*About this task*:
Print every line below without adding or leaving out a single word.

=-=-=

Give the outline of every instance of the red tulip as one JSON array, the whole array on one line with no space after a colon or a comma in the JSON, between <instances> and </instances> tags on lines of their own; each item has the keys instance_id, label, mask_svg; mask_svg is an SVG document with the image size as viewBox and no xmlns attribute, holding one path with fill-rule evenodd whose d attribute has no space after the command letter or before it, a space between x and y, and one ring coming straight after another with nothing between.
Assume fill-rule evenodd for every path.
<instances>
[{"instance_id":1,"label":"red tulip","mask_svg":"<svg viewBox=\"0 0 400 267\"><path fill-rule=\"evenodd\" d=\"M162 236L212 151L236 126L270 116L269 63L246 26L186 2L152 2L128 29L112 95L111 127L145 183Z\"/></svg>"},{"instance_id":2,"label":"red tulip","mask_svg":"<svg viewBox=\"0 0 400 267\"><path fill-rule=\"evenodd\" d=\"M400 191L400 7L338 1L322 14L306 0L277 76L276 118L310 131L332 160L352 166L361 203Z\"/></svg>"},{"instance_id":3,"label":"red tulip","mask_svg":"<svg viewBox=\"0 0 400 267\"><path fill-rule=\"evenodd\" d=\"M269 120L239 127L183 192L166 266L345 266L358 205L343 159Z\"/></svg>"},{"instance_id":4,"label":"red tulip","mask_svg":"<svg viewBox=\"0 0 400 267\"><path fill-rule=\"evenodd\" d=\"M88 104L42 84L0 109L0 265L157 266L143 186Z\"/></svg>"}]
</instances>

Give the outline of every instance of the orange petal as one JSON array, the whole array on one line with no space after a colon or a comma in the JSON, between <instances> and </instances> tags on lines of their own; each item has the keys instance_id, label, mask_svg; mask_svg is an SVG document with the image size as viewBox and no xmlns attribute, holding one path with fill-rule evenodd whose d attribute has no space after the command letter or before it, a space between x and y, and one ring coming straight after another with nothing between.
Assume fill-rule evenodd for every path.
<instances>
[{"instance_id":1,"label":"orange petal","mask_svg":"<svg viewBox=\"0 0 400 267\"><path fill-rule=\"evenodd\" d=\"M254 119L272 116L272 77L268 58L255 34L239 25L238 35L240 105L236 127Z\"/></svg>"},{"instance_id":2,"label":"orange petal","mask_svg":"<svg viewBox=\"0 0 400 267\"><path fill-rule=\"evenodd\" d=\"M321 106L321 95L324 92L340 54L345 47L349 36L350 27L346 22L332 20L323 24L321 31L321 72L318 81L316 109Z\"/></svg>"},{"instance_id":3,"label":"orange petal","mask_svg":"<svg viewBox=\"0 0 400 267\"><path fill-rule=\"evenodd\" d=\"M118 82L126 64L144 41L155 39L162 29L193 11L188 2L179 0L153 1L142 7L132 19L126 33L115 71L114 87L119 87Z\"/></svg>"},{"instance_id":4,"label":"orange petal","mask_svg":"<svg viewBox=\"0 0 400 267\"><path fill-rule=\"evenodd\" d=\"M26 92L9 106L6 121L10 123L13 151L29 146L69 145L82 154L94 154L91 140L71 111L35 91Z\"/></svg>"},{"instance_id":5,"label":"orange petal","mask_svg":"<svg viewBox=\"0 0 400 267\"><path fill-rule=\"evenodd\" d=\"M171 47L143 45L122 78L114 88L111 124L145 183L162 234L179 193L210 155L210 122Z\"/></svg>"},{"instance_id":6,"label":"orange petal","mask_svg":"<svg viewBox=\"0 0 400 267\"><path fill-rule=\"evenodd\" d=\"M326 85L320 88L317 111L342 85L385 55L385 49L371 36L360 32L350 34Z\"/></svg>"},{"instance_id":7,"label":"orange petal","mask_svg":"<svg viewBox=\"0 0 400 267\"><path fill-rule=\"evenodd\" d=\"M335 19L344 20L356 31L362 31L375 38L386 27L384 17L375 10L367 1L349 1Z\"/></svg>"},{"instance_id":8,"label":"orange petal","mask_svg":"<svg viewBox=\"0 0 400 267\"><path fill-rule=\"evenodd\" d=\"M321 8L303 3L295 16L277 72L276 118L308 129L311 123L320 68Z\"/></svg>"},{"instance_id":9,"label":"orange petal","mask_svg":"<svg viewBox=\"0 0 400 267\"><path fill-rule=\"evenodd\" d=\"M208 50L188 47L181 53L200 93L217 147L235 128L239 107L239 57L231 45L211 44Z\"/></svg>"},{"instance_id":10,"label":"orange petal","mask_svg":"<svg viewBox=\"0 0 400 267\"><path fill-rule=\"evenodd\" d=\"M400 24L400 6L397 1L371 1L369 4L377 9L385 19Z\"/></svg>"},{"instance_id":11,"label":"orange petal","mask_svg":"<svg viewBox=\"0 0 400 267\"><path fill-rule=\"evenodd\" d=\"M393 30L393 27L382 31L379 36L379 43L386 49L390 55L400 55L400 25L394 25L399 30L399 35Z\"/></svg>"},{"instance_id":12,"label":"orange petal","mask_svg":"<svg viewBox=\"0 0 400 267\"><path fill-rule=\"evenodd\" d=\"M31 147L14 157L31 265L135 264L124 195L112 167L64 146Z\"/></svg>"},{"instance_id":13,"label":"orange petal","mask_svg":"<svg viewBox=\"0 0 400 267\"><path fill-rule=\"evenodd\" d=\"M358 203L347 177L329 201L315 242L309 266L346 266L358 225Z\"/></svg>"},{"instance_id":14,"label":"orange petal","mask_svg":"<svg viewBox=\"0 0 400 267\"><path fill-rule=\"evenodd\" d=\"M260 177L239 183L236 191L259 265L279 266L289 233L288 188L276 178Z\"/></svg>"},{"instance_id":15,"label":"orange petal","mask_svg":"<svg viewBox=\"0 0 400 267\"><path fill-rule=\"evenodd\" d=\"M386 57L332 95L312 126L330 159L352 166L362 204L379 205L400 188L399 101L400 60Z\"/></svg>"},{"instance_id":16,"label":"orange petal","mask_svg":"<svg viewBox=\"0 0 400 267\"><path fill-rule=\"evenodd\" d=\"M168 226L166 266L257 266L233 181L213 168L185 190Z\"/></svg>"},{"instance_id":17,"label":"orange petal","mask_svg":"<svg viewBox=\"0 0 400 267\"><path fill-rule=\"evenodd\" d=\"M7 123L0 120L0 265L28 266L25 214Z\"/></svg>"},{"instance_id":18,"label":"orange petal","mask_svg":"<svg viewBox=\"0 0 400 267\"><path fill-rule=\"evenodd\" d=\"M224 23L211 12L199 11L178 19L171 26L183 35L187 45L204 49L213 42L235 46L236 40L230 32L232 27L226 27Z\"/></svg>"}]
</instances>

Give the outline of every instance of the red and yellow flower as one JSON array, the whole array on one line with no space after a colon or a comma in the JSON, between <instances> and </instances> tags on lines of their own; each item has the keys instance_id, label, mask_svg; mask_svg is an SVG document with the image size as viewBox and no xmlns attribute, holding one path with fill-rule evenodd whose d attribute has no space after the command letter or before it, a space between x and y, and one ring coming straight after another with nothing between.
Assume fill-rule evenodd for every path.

=-=-=

*Output of the task*:
Give the outline of every instance of the red tulip as one JSON array, the whole array on one line with no space after a colon or a comma in the JSON, between <instances> and </instances> tags on lines of their own; each item has the keys instance_id, label, mask_svg; mask_svg is an SVG document with the image size as viewBox and no xmlns attribute, holding one path with fill-rule evenodd whose d attribute has no space after the command letter or before it, a space between x and y, and one ring coming straight after another with nothing between.
Assume fill-rule evenodd for every path.
<instances>
[{"instance_id":1,"label":"red tulip","mask_svg":"<svg viewBox=\"0 0 400 267\"><path fill-rule=\"evenodd\" d=\"M162 236L212 151L236 126L270 116L269 63L246 26L186 2L152 2L128 29L112 95L111 127L145 183Z\"/></svg>"},{"instance_id":2,"label":"red tulip","mask_svg":"<svg viewBox=\"0 0 400 267\"><path fill-rule=\"evenodd\" d=\"M400 191L400 7L338 1L322 14L306 0L277 76L276 118L310 131L332 160L352 166L361 203Z\"/></svg>"},{"instance_id":3,"label":"red tulip","mask_svg":"<svg viewBox=\"0 0 400 267\"><path fill-rule=\"evenodd\" d=\"M269 120L239 127L183 192L166 266L345 266L358 205L343 159Z\"/></svg>"},{"instance_id":4,"label":"red tulip","mask_svg":"<svg viewBox=\"0 0 400 267\"><path fill-rule=\"evenodd\" d=\"M88 104L42 84L0 109L0 265L157 266L143 186Z\"/></svg>"}]
</instances>

Give the outline of every instance of the orange petal as one JSON array, the whole array on one line with no space after a colon or a comma in the JSON, between <instances> and </instances> tags on lines of their own; each item has the keys instance_id, label, mask_svg; mask_svg is an SVG document with the image size as viewBox and no xmlns attribute, holding one path with fill-rule evenodd whose d attribute has no space after the command letter or before it, a space between x and y, and one ring coming straight after another with nothing between.
Assume fill-rule evenodd for every path.
<instances>
[{"instance_id":1,"label":"orange petal","mask_svg":"<svg viewBox=\"0 0 400 267\"><path fill-rule=\"evenodd\" d=\"M254 119L272 116L272 77L268 58L255 34L239 25L238 35L240 105L236 127Z\"/></svg>"},{"instance_id":2,"label":"orange petal","mask_svg":"<svg viewBox=\"0 0 400 267\"><path fill-rule=\"evenodd\" d=\"M321 106L321 95L324 92L340 54L345 47L349 36L350 27L346 22L332 20L323 24L321 31L321 72L318 81L316 109Z\"/></svg>"},{"instance_id":3,"label":"orange petal","mask_svg":"<svg viewBox=\"0 0 400 267\"><path fill-rule=\"evenodd\" d=\"M118 82L126 64L144 41L155 39L162 29L193 11L188 2L179 0L153 1L142 7L132 19L126 33L115 71L114 87L119 87Z\"/></svg>"},{"instance_id":4,"label":"orange petal","mask_svg":"<svg viewBox=\"0 0 400 267\"><path fill-rule=\"evenodd\" d=\"M26 92L9 106L6 121L10 123L13 151L29 146L69 145L82 154L94 154L91 140L71 111L35 91Z\"/></svg>"},{"instance_id":5,"label":"orange petal","mask_svg":"<svg viewBox=\"0 0 400 267\"><path fill-rule=\"evenodd\" d=\"M171 47L143 45L122 78L114 88L111 124L145 183L162 234L179 193L210 155L210 122Z\"/></svg>"},{"instance_id":6,"label":"orange petal","mask_svg":"<svg viewBox=\"0 0 400 267\"><path fill-rule=\"evenodd\" d=\"M326 85L320 88L317 111L342 85L385 55L385 49L371 36L360 32L350 34Z\"/></svg>"},{"instance_id":7,"label":"orange petal","mask_svg":"<svg viewBox=\"0 0 400 267\"><path fill-rule=\"evenodd\" d=\"M335 19L344 20L356 31L362 31L375 38L386 27L384 17L375 10L367 1L349 1Z\"/></svg>"},{"instance_id":8,"label":"orange petal","mask_svg":"<svg viewBox=\"0 0 400 267\"><path fill-rule=\"evenodd\" d=\"M321 8L303 3L295 16L277 72L276 118L308 129L311 123L320 68Z\"/></svg>"},{"instance_id":9,"label":"orange petal","mask_svg":"<svg viewBox=\"0 0 400 267\"><path fill-rule=\"evenodd\" d=\"M208 50L188 47L181 53L200 93L217 147L235 128L239 107L239 57L231 45L211 44Z\"/></svg>"},{"instance_id":10,"label":"orange petal","mask_svg":"<svg viewBox=\"0 0 400 267\"><path fill-rule=\"evenodd\" d=\"M400 24L400 6L397 1L371 1L369 4L377 9L385 19Z\"/></svg>"},{"instance_id":11,"label":"orange petal","mask_svg":"<svg viewBox=\"0 0 400 267\"><path fill-rule=\"evenodd\" d=\"M393 30L393 27L382 31L379 36L379 43L386 49L390 55L400 55L400 25L394 25L399 30L399 35Z\"/></svg>"},{"instance_id":12,"label":"orange petal","mask_svg":"<svg viewBox=\"0 0 400 267\"><path fill-rule=\"evenodd\" d=\"M31 147L14 157L31 265L135 264L124 195L112 167L64 146Z\"/></svg>"},{"instance_id":13,"label":"orange petal","mask_svg":"<svg viewBox=\"0 0 400 267\"><path fill-rule=\"evenodd\" d=\"M358 203L347 177L329 201L315 242L309 266L346 266L358 225Z\"/></svg>"},{"instance_id":14,"label":"orange petal","mask_svg":"<svg viewBox=\"0 0 400 267\"><path fill-rule=\"evenodd\" d=\"M260 177L239 183L236 191L259 265L279 266L289 233L288 188L276 178Z\"/></svg>"},{"instance_id":15,"label":"orange petal","mask_svg":"<svg viewBox=\"0 0 400 267\"><path fill-rule=\"evenodd\" d=\"M386 57L332 95L312 126L330 159L352 166L362 204L379 205L400 188L399 101L400 60Z\"/></svg>"},{"instance_id":16,"label":"orange petal","mask_svg":"<svg viewBox=\"0 0 400 267\"><path fill-rule=\"evenodd\" d=\"M168 226L166 266L257 266L233 181L213 168L185 190Z\"/></svg>"},{"instance_id":17,"label":"orange petal","mask_svg":"<svg viewBox=\"0 0 400 267\"><path fill-rule=\"evenodd\" d=\"M7 123L0 120L0 265L28 266L25 214Z\"/></svg>"},{"instance_id":18,"label":"orange petal","mask_svg":"<svg viewBox=\"0 0 400 267\"><path fill-rule=\"evenodd\" d=\"M224 23L211 12L199 11L178 19L171 26L183 35L187 45L204 49L213 42L235 46L236 40L230 32L232 27L226 27Z\"/></svg>"}]
</instances>

Give the outline of every instance of the red and yellow flower as one JSON array, the whole array on one line with no space after a colon or a comma in the JSON, between <instances> and </instances> tags on lines of their own; each item has the keys instance_id, label, mask_svg; mask_svg is an SVG document with the image size as viewBox and no xmlns attribute, holding one path with fill-rule evenodd whose d attribute has no space after the command letter or before it, a space between x and y, and one ring coming straight after another with nothing between.
Assume fill-rule evenodd for every path.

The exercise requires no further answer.